= STATED EXERCISE =
Gather every line in the items below that contains the word "point", and copy each one in full.

= INPUT =
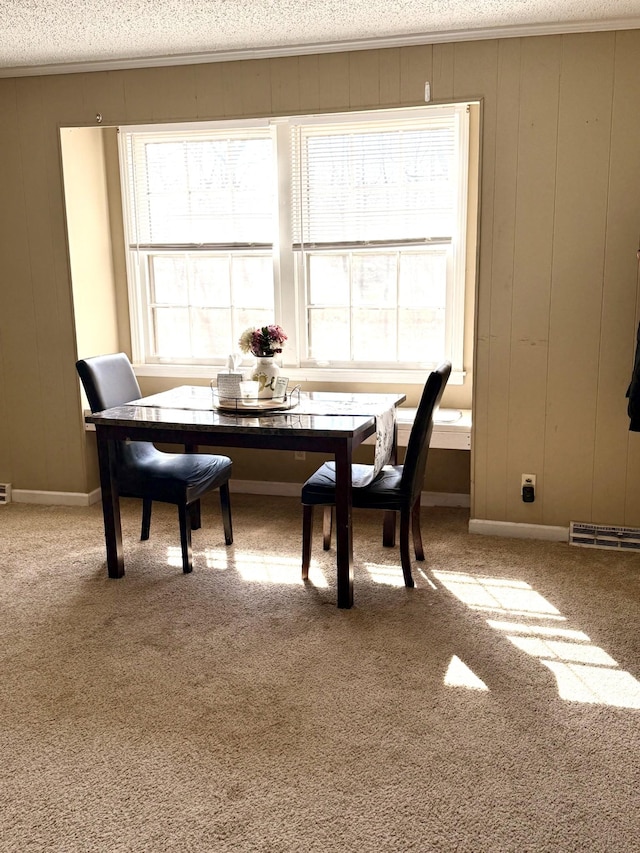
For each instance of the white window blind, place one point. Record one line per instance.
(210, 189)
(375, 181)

* * *

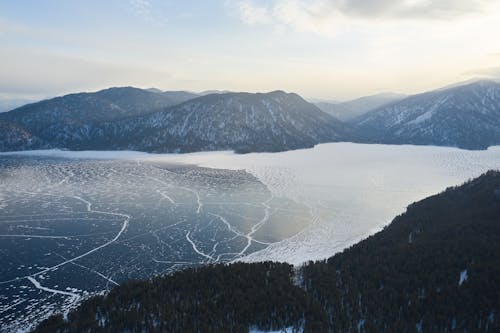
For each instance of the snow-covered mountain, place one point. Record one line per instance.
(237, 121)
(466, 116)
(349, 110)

= THE ANSWER =
For each instance of the white window blind, place one point. Record one line per instance.
For each instance of the snow-covered mountain, place one point. Record one line per instance.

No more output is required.